Copy exactly. Begin at the line containing "box: [426, 165, 442, 191]" and stop at the last line of the entries, omitting any pictures.

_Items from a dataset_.
BEGIN

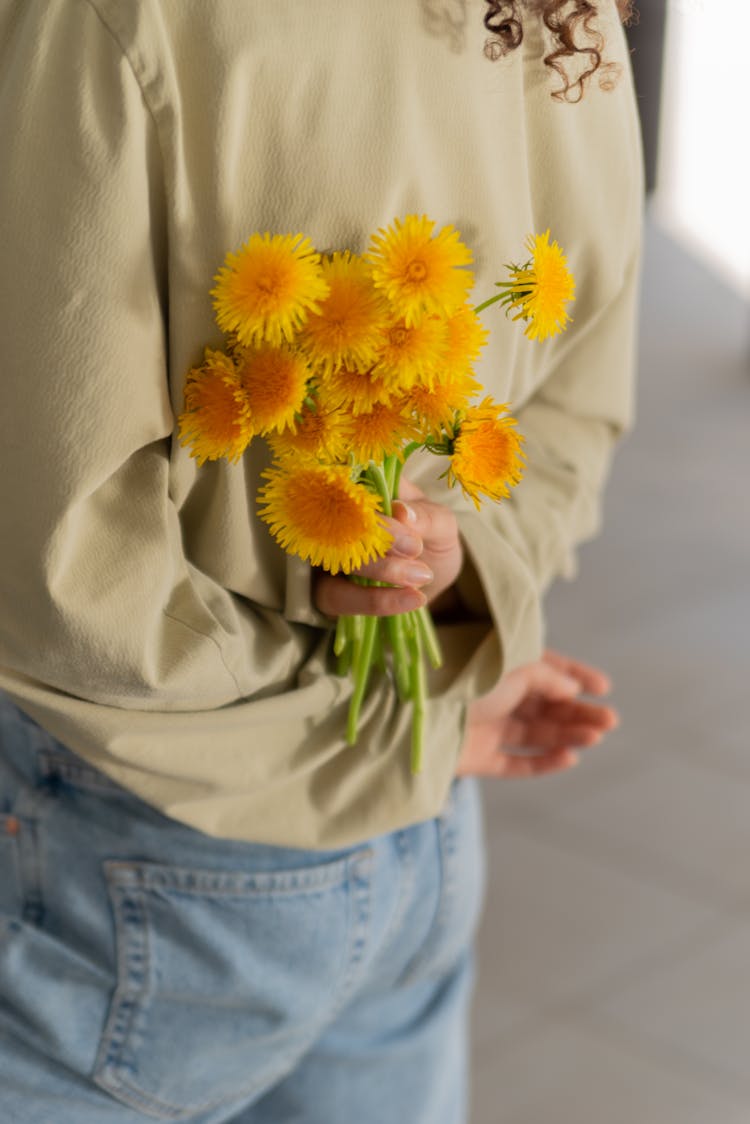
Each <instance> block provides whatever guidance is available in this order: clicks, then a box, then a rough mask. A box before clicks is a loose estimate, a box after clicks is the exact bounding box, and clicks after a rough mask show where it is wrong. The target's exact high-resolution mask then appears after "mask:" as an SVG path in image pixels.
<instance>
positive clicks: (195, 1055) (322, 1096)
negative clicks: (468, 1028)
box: [0, 695, 484, 1124]
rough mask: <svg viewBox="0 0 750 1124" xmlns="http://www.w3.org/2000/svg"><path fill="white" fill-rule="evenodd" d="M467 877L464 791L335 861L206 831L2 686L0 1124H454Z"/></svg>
mask: <svg viewBox="0 0 750 1124" xmlns="http://www.w3.org/2000/svg"><path fill="white" fill-rule="evenodd" d="M352 752H356V750H352ZM425 768H430V764H428V762H427V764H426V767H425ZM482 889H484V863H482V842H481V825H480V813H479V800H478V791H477V788H476V785H475V782H473V781H469V780H461V781H457V782H455V783H454V785H453V788H452V790H451V796H450V800H449V804H448V807H446V809H445V812H444V814H443V815H442V816H441V817H440V818H437V819H435V821H430V822H427V823H423V824H417V825H415V826H412V827H408V828H406V830H404V831H399V832H396V833H394V834H390V835H383V836H379V837H378V839H374V840H371V841H369V842H367V843H363V844H362V845H359V846H355V847H351V849H346V850H343V851H336V852H331V851H328V852H319V851H300V850H291V849H284V847H277V846H264V845H255V844H249V843H240V842H234V841H231V840H217V839H213V837H210V836H208V835H204V834H202V833H200V832H197V831H195V830H192V828H190V827H187V826H184V825H182V824H179V823H177V822H174V821H171V819H169V818H166V817H164V816H163V815H162V814H160V813H159V812H156V810H155V809H153V808H151V807H150V806H147V805H145V804H144V803H143V801H141V800H139V799H138V798H136V797H135V796H133V795H130V794H128V792H126V791H125V790H124V789H121V788H120V787H118V786H117V785H115V783H114V782H112V781H110V780H108V779H107V778H106V777H105V776H103V774H102V773H100V772H99V771H98V770H96V769H93V768H92V767H91V765H89V764H87V763H85V762H84V761H82V760H81V759H80V758H78V756H75V755H74V754H73V753H71V752H70V751H69V750H66V749H65V747H64V746H62V745H61V744H60V743H58V742H57V741H55V740H54V738H53V737H52V736H51V735H49V734H47V733H46V732H45V731H43V729H42V728H40V727H39V726H37V725H36V724H35V723H34V722H31V720H30V719H29V718H28V717H27V716H26V715H24V714H22V713H21V711H20V710H18V709H17V708H16V707H15V706H13V705H12V704H11V703H10V700H8V699H7V697H6V696H3V695H0V1121H2V1124H130V1122H133V1124H135V1122H137V1121H141V1122H143V1121H150V1120H151V1121H153V1120H157V1121H191V1122H193V1124H222V1122H232V1124H271V1122H273V1124H275V1122H279V1124H287V1122H288V1124H291V1122H299V1124H302V1122H304V1124H352V1122H354V1121H356V1122H358V1124H376V1122H377V1124H385V1122H388V1124H460V1122H463V1121H466V1118H467V1080H466V1078H467V1050H468V1032H467V1022H468V1005H469V998H470V990H471V979H472V939H473V934H475V930H476V925H477V919H478V914H479V910H480V905H481V897H482Z"/></svg>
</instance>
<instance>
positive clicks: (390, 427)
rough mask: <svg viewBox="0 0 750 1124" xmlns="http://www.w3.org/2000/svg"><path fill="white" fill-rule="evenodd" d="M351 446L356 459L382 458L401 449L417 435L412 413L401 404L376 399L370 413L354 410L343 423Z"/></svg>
mask: <svg viewBox="0 0 750 1124" xmlns="http://www.w3.org/2000/svg"><path fill="white" fill-rule="evenodd" d="M343 429H344V432H345V435H346V442H347V445H349V448H350V451H351V453H352V455H353V457H354V460H355V461H358V463H360V464H367V463H368V462H369V461H382V460H383V457H386V456H390V455H391V454H394V453H396V454H398V453H400V452H401V450H403V448H404V446H405V445H406V444H407V443H408V442H409V441H413V439H414V438H415V437H416V436H417V430H416V427H415V425H414V420H413V418H412V416H410V415H409V414H408V413H406V411H405V409H404V407H403V406H400V405H390V404H387V402H376V405H374V406H373V407H372V409H371V410H370V411H368V413H367V414H352V415H350V417H349V418H346V419H345V422H344V423H343Z"/></svg>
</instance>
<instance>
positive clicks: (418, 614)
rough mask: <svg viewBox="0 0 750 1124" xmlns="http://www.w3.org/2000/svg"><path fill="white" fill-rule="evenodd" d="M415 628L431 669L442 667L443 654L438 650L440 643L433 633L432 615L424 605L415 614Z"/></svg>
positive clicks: (429, 609)
mask: <svg viewBox="0 0 750 1124" xmlns="http://www.w3.org/2000/svg"><path fill="white" fill-rule="evenodd" d="M415 617H416V623H417V628H418V631H419V634H421V636H422V643H423V644H424V647H425V651H426V653H427V659H428V660H430V663H431V665H432V667H433V668H442V667H443V653H442V652H441V649H440V641H439V638H437V633H436V632H435V624H434V622H433V619H432V613H431V611H430V609H428V608H427V606H426V605H424V606H423V607H422V608H421V609H417V610H416V613H415Z"/></svg>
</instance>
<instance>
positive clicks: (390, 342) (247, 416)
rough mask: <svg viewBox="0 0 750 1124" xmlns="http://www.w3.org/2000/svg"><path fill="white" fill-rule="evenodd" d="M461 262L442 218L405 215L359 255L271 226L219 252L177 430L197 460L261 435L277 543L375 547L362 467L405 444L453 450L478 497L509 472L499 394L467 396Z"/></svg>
mask: <svg viewBox="0 0 750 1124" xmlns="http://www.w3.org/2000/svg"><path fill="white" fill-rule="evenodd" d="M470 264H471V253H470V251H469V250H468V247H467V246H466V245H464V244H463V243H462V242H461V238H460V236H459V234H458V232H457V230H455V229H454V228H453V227H450V226H448V227H443V228H441V229H435V224H434V223H433V221H432V220H431V219H428V218H427V217H426V216H416V215H409V216H407V217H406V218H404V219H403V220H401V219H396V220H395V221H394V224H392V225H391V226H389V227H387V228H381V229H379V230H378V232H377V233H376V234H374V235H373V236H372V238H371V242H370V246H369V248H368V251H367V252H365V253H364V254H361V255H356V254H353V253H351V252H349V251H343V252H336V253H333V254H331V255H329V256H322V255H320V254H318V253H316V251H315V250H314V247H313V245H311V244H310V242H309V239H308V238H307V237H305V236H304V235H301V234H296V235H292V234H286V235H270V234H268V233H266V234H253V235H252V236H251V237H250V238H249V239H247V242H246V243H245V245H244V246H243V247H242V248H241V250H240V251H238V252H236V253H229V254H227V256H226V260H225V263H224V265H223V266H222V269H220V270H219V272H218V274H217V277H216V279H215V287H214V289H213V290H211V297H213V299H214V307H215V311H216V319H217V324H218V326H219V327H220V328H222V329H223V330H224V332H225V333H226V334H227V337H228V344H227V348H226V351H225V352H220V351H214V350H207V351H206V354H205V359H204V362H202V363H201V364H200V365H199V366H197V368H195V369H192V370H191V371H190V372H189V374H188V379H187V384H186V392H184V411H183V413H182V414H181V416H180V419H179V435H180V441H181V443H182V444H183V445H189V446H190V451H191V455H192V456H195V457H196V459H197V460H198V463H199V464H202V463H204V462H205V461H214V460H218V459H227V460H229V461H233V462H236V461H238V460H240V457H241V456H242V454H243V452H244V451H245V448H246V447H247V445H249V443H250V442H251V441H252V439H253V437H256V436H261V437H264V438H265V439H266V442H268V444H269V445H270V447H271V450H272V453H273V455H274V463H273V465H272V466H271V468H270V469H269V470H268V471H266V472H265V473H264V478H265V482H264V486H263V487H262V488H261V490H260V493H259V499H260V504H261V507H260V509H259V514H260V516H261V518H262V519H264V520H265V522H266V523H268V524H269V525H270V528H271V533H272V534H273V535H274V537H275V538H277V541H278V542H279V544H280V545H281V546H282V547H283V549H284V550H287V551H289V552H292V553H296V554H298V555H299V556H300V558H302V559H304V560H306V561H309V562H310V563H311V564H314V565H323V566H324V568H325V569H327V570H329V571H331V572H333V573H336V572H338V571H343V572H344V573H350V572H351V571H352V570H355V569H358V568H359V566H361V565H362V564H364V563H365V562H368V561H370V560H372V559H376V558H380V556H382V554H385V553H386V551H387V550H388V546H389V544H390V537H389V535H388V534H387V532H386V531H385V529H383V526H382V523H381V520H380V519H379V518H378V513H379V511H381V510H382V505H381V502H380V500H379V498H378V496H377V495H376V493H374V491H373V490H372V488H371V487H369V481H368V478H367V470H368V466H369V465H370V464H371V463H377V464H382V462H383V461H385V460H387V459H388V457H396V459H398V460H399V461H403V460H404V457H405V455H408V454H409V453H410V452H412V451H413V450H414V448H417V447H427V448H431V450H432V451H433V452H443V453H445V454H448V455H450V456H451V463H450V469H449V471H448V473H446V477H448V482H449V483H450V484H453V483H455V482H458V483H460V484H461V487H462V489H463V490H464V492H466V493H467V495H468V496H469V497H471V499H472V500H473V501H475V504H477V506H479V496H480V495H485V496H488V497H490V498H493V499H499V498H500V497H501V496H506V495H507V490H508V487H510V486H512V484H514V483H516V482H517V481H518V480H519V478H521V464H522V453H521V442H522V438H521V436H519V435H518V434H517V433H516V430H515V428H514V427H513V425H514V423H513V419H512V418H508V417H506V416H505V411H506V407H504V406H499V407H498V406H496V405H494V404H493V402H491V399H486V400H485V401H484V402H482V404H481V406H470V401H471V399H472V398H473V397H475V396H476V395H477V393H478V392H479V391H480V389H481V388H480V387H479V383H478V382H477V380H476V379H475V377H473V371H472V368H473V364H475V362H476V360H477V359H478V356H479V353H480V350H481V347H482V346H484V344H485V342H486V339H487V332H486V329H485V328H484V327H482V326H481V324H480V321H479V318H478V316H477V311H476V310H475V309H473V308H472V307H471V306H470V305H469V302H468V297H469V291H470V289H471V285H472V281H473V278H472V274H471V272H470V271H469V269H468V266H469V265H470ZM515 297H516V291H515V290H514V298H515ZM362 484H364V486H365V487H362Z"/></svg>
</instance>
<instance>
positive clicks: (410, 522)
mask: <svg viewBox="0 0 750 1124" xmlns="http://www.w3.org/2000/svg"><path fill="white" fill-rule="evenodd" d="M396 502H397V504H399V505H400V506H401V507H403V508H404V510H405V513H406V518H407V519H408V522H409V523H416V522H417V513H416V511H415V510H414V508H413V507H409V505H408V504H405V502H404V500H403V499H399V500H397V501H396Z"/></svg>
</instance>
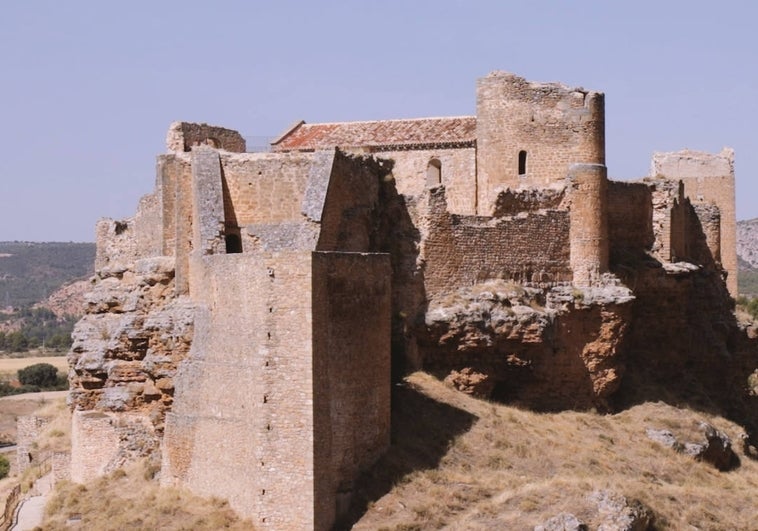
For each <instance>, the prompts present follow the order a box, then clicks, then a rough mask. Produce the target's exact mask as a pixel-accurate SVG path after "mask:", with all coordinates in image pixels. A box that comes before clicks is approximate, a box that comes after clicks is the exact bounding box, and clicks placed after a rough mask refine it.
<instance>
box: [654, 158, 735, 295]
mask: <svg viewBox="0 0 758 531" xmlns="http://www.w3.org/2000/svg"><path fill="white" fill-rule="evenodd" d="M651 175H662V176H664V177H666V178H668V179H678V180H681V181H682V183H683V184H684V194H685V195H686V196H687V197H688V198H689V200H690V202H691V203H692V205H693V206H694V205H699V204H707V203H711V204H714V205H716V206H717V207H718V208H719V211H720V226H721V228H720V245H719V247H720V252H719V253H718V254H719V255H720V259H721V266H722V267H723V269H724V270H725V271H726V272H727V279H726V284H727V288H728V289H729V293H731V294H732V296H736V295H737V292H738V289H737V218H736V213H735V199H734V190H735V185H734V150H732V149H730V148H724V149H722V150H721V152H720V153H715V154H714V153H705V152H702V151H692V150H689V149H685V150H682V151H675V152H670V153H654V154H653V161H652V168H651Z"/></svg>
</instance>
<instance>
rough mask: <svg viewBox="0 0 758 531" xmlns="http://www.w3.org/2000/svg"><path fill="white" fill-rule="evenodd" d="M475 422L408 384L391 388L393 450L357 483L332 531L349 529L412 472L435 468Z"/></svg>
mask: <svg viewBox="0 0 758 531" xmlns="http://www.w3.org/2000/svg"><path fill="white" fill-rule="evenodd" d="M476 420H477V417H476V416H474V415H472V414H470V413H468V412H465V411H462V410H460V409H457V408H454V407H452V406H449V405H447V404H443V403H441V402H437V401H436V400H433V399H431V398H429V397H428V396H425V395H424V394H423V393H421V392H420V391H418V390H417V389H414V388H413V387H412V386H410V385H409V384H407V383H402V384H397V385H395V386H393V392H392V446H391V447H390V449H389V451H388V452H387V453H386V454H385V455H384V456H383V457H382V458H381V459H380V460H379V461H378V462H377V463H376V464H375V465H374V466H373V467H371V469H370V470H369V471H368V472H366V473H365V474H363V475H362V476H361V477H360V478H359V479H358V481H357V482H356V489H355V492H354V495H353V500H352V504H351V506H350V509H349V510H348V512H347V514H346V516H345V517H344V518H343V519H342V520H341V521H340V522H338V523H337V525H336V526H335V529H337V530H343V529H344V530H347V529H350V528H351V527H352V526H353V524H355V523H356V522H357V521H358V520H359V519H360V518H361V517H362V516H363V514H364V513H365V512H366V508H367V507H368V506H369V504H371V503H372V502H375V501H376V500H378V499H379V498H381V497H382V496H384V495H385V494H387V493H388V492H389V491H390V490H391V489H392V487H394V486H395V485H396V484H397V483H398V482H400V481H401V480H402V479H403V478H404V477H406V476H408V475H409V474H411V473H413V472H414V471H417V470H428V469H434V468H437V467H438V466H439V464H440V461H441V460H442V458H443V457H444V456H445V454H447V452H448V449H449V447H450V444H451V442H452V441H453V440H454V439H455V438H456V437H458V436H459V435H461V434H463V433H465V432H467V431H468V430H469V429H471V427H472V426H473V425H474V422H475V421H476Z"/></svg>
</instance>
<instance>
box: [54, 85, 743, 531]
mask: <svg viewBox="0 0 758 531" xmlns="http://www.w3.org/2000/svg"><path fill="white" fill-rule="evenodd" d="M167 148H168V150H167V153H165V154H163V155H160V156H159V157H158V162H157V177H156V188H155V191H154V192H153V193H152V194H150V195H148V196H145V197H144V198H143V199H142V200H141V201H140V204H139V207H138V210H137V213H136V215H135V216H134V217H133V218H131V219H128V220H122V221H114V220H102V221H100V222H99V223H98V226H97V259H96V271H97V272H96V276H95V277H94V279H93V290H92V292H91V294H90V295H89V297H88V301H87V302H88V308H87V315H85V317H84V318H83V319H82V321H80V323H79V324H78V325H77V328H76V331H75V334H74V340H75V341H74V346H73V347H72V351H71V353H70V355H69V357H70V363H71V372H70V381H71V394H70V403H71V406H72V408H73V409H74V415H73V431H72V446H73V449H72V458H71V477H72V479H73V480H74V481H79V482H86V481H88V480H89V479H91V478H93V477H95V476H98V475H101V474H104V473H107V472H109V471H110V470H112V469H114V468H117V467H118V466H121V465H122V464H124V463H126V462H128V461H130V460H132V459H136V458H139V457H144V456H148V457H149V458H152V459H154V460H156V463H158V462H159V463H160V468H161V472H160V478H161V482H162V483H163V484H166V485H182V486H186V487H189V488H190V489H192V490H193V491H195V492H197V493H199V494H201V495H208V496H218V497H221V498H225V499H228V500H229V501H230V503H231V505H232V507H233V508H234V509H236V510H237V511H238V512H239V513H240V514H242V515H244V516H247V517H250V518H252V519H253V521H254V523H255V525H257V526H259V527H261V528H264V529H265V528H271V529H329V528H330V527H331V526H332V525H333V523H334V522H335V520H336V519H337V518H338V517H339V516H340V515H341V514H342V513H344V511H345V509H346V507H347V505H348V504H349V502H350V494H351V491H352V489H353V484H354V482H355V481H356V479H357V478H358V476H359V474H360V473H361V472H362V471H365V470H367V469H368V468H369V467H370V466H371V465H372V464H373V463H374V462H375V461H376V460H377V459H378V458H379V457H380V456H381V455H382V454H383V452H385V451H386V449H387V448H388V446H389V444H390V422H391V419H390V395H391V382H392V381H393V379H395V380H396V379H397V378H398V377H399V376H400V375H402V374H403V373H404V372H405V371H408V370H412V369H421V368H423V369H425V370H429V371H431V372H433V373H435V374H438V375H440V377H443V378H446V379H447V380H448V381H449V382H450V383H451V384H452V385H455V386H457V387H458V388H460V389H462V390H464V391H467V392H474V393H476V394H479V395H482V396H489V397H493V398H503V399H516V400H520V401H523V402H525V403H529V404H532V405H535V406H536V407H543V408H546V409H550V408H555V407H560V404H566V403H569V397H570V400H571V401H573V402H571V404H570V405H571V406H576V407H605V406H606V405H607V403H608V400H610V399H611V398H612V397H613V395H614V393H616V391H617V390H618V388H619V385H620V381H621V378H622V376H623V363H622V362H621V361H620V360H621V359H622V350H623V345H622V340H623V338H624V337H625V334H626V335H629V334H631V335H632V336H633V335H634V333H633V331H632V332H629V333H627V329H628V328H629V322H630V319H631V318H632V315H633V314H634V309H633V303H634V300H635V298H636V297H637V294H636V292H635V289H636V288H635V285H632V283H630V281H629V280H630V278H631V277H632V276H635V275H636V276H635V278H640V279H641V278H642V276H639V275H638V273H637V271H638V270H637V269H635V268H637V267H638V265H639V264H641V263H644V264H647V265H646V266H645V267H648V269H650V270H651V271H653V265H654V266H655V267H654V271H655V274H660V275H669V276H670V277H677V278H680V277H681V275H689V274H692V273H693V271H698V272H701V273H702V274H708V275H710V277H709V278H713V279H716V281H717V283H720V285H721V286H723V287H724V290H726V289H727V287H728V290H729V292H731V293H732V294H734V295H736V286H737V284H736V279H737V263H736V251H735V248H736V245H735V243H736V242H735V240H736V236H735V230H736V229H735V226H736V223H735V210H734V166H733V153H732V151H731V150H724V151H722V152H721V153H720V154H717V155H710V154H705V153H699V152H691V151H682V152H678V153H665V154H656V155H655V156H654V159H653V169H652V172H651V175H650V176H649V177H646V178H644V179H642V180H640V181H636V182H617V181H612V180H609V179H608V176H607V168H606V160H605V111H604V95H603V94H602V93H599V92H594V91H587V90H584V89H581V88H570V87H567V86H564V85H561V84H555V83H533V82H529V81H526V80H524V79H523V78H520V77H518V76H516V75H513V74H509V73H504V72H494V73H492V74H490V75H488V76H486V77H484V78H482V79H480V80H479V82H478V85H477V114H476V116H464V117H452V118H428V119H408V120H387V121H376V122H353V123H324V124H308V123H304V122H300V123H298V124H296V125H295V126H293V127H292V128H291V129H289V130H288V131H286V132H285V133H284V134H283V135H281V136H280V137H279V138H278V139H276V140H275V141H274V142H273V143H272V149H271V151H270V152H267V153H247V152H245V141H244V139H243V138H242V137H241V136H240V135H239V134H238V133H236V132H235V131H231V130H228V129H223V128H220V127H213V126H208V125H205V124H189V123H175V124H172V126H171V128H170V130H169V133H168V137H167ZM650 264H653V265H650ZM627 271H631V273H629V275H627V274H626V273H625V272H627ZM659 272H660V273H659ZM645 274H646V275H647V274H652V273H645ZM699 274H700V273H699ZM667 278H668V277H667ZM643 284H644V283H643V282H642V281H640V286H642V285H643ZM716 335H717V334H716ZM717 339H718V338H716V339H714V341H716V340H717Z"/></svg>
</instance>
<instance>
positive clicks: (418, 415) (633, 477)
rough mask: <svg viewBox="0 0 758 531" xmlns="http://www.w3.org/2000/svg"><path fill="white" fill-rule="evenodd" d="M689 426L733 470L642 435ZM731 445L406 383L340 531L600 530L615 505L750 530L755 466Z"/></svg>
mask: <svg viewBox="0 0 758 531" xmlns="http://www.w3.org/2000/svg"><path fill="white" fill-rule="evenodd" d="M700 421H706V422H708V423H710V424H712V425H713V426H715V427H716V428H718V429H720V430H722V431H724V432H725V433H727V434H728V435H729V436H730V437H731V438H732V440H733V441H735V451H736V453H737V454H738V457H739V460H740V466H739V467H737V468H736V469H734V470H732V471H730V472H719V471H718V470H716V469H715V468H714V467H712V466H711V465H709V464H706V463H704V462H697V461H694V460H693V459H692V458H690V457H687V456H685V455H683V454H678V453H675V452H674V451H673V450H671V449H669V448H665V447H664V446H662V445H661V444H659V443H656V442H653V441H651V440H650V439H649V438H648V437H647V435H646V429H647V428H655V429H666V430H670V431H671V432H673V433H674V434H675V435H677V436H678V437H682V438H683V439H688V440H697V438H698V434H697V430H696V429H693V428H694V427H695V426H697V424H698V423H699V422H700ZM740 433H742V428H741V427H740V426H738V425H737V424H734V423H732V422H730V421H728V420H726V419H724V418H722V417H720V416H718V415H715V414H712V413H706V412H704V411H698V410H695V409H693V408H691V407H688V406H685V405H683V404H677V405H676V406H673V405H667V404H665V403H663V402H643V403H640V404H637V405H634V406H632V407H630V408H629V409H627V410H624V411H621V412H620V413H617V414H613V415H600V414H597V413H593V412H574V411H565V412H561V413H535V412H531V411H527V410H523V409H519V408H516V407H512V406H507V405H500V404H495V403H490V402H486V401H482V400H478V399H475V398H471V397H469V396H466V395H464V394H462V393H458V392H455V391H453V390H452V389H450V388H448V387H447V386H445V385H444V384H443V383H441V382H439V381H437V380H435V379H434V378H432V377H430V376H428V375H426V374H423V373H415V374H413V375H411V376H409V377H408V378H406V380H405V382H404V384H403V385H402V386H396V388H395V395H394V396H393V432H392V436H393V447H392V449H391V450H390V452H389V453H388V454H387V455H386V456H384V457H383V458H382V459H381V460H380V462H379V463H378V464H377V465H376V466H375V467H374V468H373V470H372V471H371V472H370V473H369V474H368V475H367V476H365V477H364V478H363V480H362V481H361V484H360V492H361V494H362V496H363V497H362V499H361V500H359V501H358V502H357V503H356V505H355V506H354V507H353V509H354V512H353V515H354V516H353V519H352V521H349V522H343V526H344V528H348V527H350V526H351V525H353V524H354V529H359V530H374V529H386V530H389V529H406V530H411V529H419V530H420V529H466V530H474V529H476V530H484V529H533V528H534V526H537V525H539V524H541V523H543V522H544V521H545V520H547V519H548V518H551V517H553V516H555V515H557V514H558V513H561V512H568V513H572V514H573V515H575V516H576V517H577V518H578V519H579V520H580V521H582V522H584V523H585V524H588V526H589V529H598V526H599V525H600V524H602V523H605V524H606V525H608V520H607V518H608V514H607V513H605V512H604V509H607V507H605V508H601V509H598V506H599V505H601V506H602V504H601V503H600V501H599V499H601V498H606V499H607V498H613V497H616V498H617V499H618V497H619V496H623V497H626V498H627V501H628V502H629V503H630V505H635V502H633V501H632V500H637V501H639V502H641V504H642V506H644V507H646V508H647V509H649V511H651V512H652V515H653V517H654V524H653V526H654V527H652V528H654V529H700V530H722V529H745V530H747V529H756V527H755V524H756V521H758V510H757V509H756V506H755V501H754V500H755V495H756V493H757V492H758V461H756V460H755V459H754V458H751V457H748V456H746V455H745V454H744V453H743V451H742V448H741V445H739V444H736V443H737V442H739V435H740ZM611 493H612V494H611ZM606 505H607V504H606ZM691 526H694V527H691ZM622 528H623V529H627V528H626V527H613V526H611V527H606V529H622ZM556 529H557V528H556ZM561 529H562V528H561ZM572 529H573V527H572ZM628 529H632V528H631V527H629V528H628ZM634 529H637V527H634ZM640 529H642V528H640Z"/></svg>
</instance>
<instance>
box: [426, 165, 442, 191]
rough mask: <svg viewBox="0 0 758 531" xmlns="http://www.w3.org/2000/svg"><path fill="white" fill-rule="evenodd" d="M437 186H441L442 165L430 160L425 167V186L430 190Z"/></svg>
mask: <svg viewBox="0 0 758 531" xmlns="http://www.w3.org/2000/svg"><path fill="white" fill-rule="evenodd" d="M439 184H442V163H441V162H440V161H439V160H438V159H432V160H430V161H429V165H428V166H427V167H426V186H427V187H429V188H431V187H433V186H437V185H439Z"/></svg>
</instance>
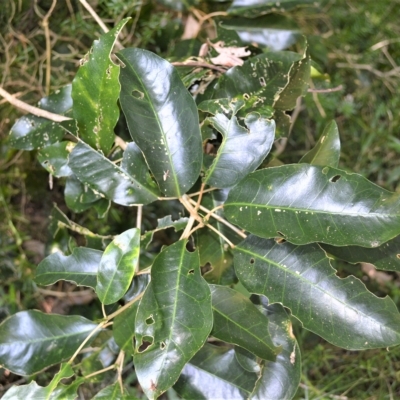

END

_EXERCISE OUTPUT_.
box: [426, 165, 442, 191]
rough mask: <svg viewBox="0 0 758 531" xmlns="http://www.w3.org/2000/svg"><path fill="white" fill-rule="evenodd" d="M437 186H441L442 165L430 160L425 167V186L430 190Z"/></svg>
mask: <svg viewBox="0 0 758 531" xmlns="http://www.w3.org/2000/svg"><path fill="white" fill-rule="evenodd" d="M439 184H442V163H441V162H440V161H439V160H438V159H432V160H430V161H429V165H428V166H427V167H426V186H427V187H429V188H431V187H433V186H437V185H439Z"/></svg>
</instance>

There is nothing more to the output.